* _Task objective_
Convert the records below into a two-column CSV headed text and answer, with one row per record. Wrap each field in double quotes and replace any line breaks inside a field with spaces.

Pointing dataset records
BEGIN

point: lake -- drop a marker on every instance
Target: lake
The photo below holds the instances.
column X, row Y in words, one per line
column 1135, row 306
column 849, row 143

END

* _Solution_
text,answer
"point: lake -- drop a marker on every instance Target: lake The photo below holds the instances. column X, row Y in words, one per line","column 1135, row 306 column 849, row 143"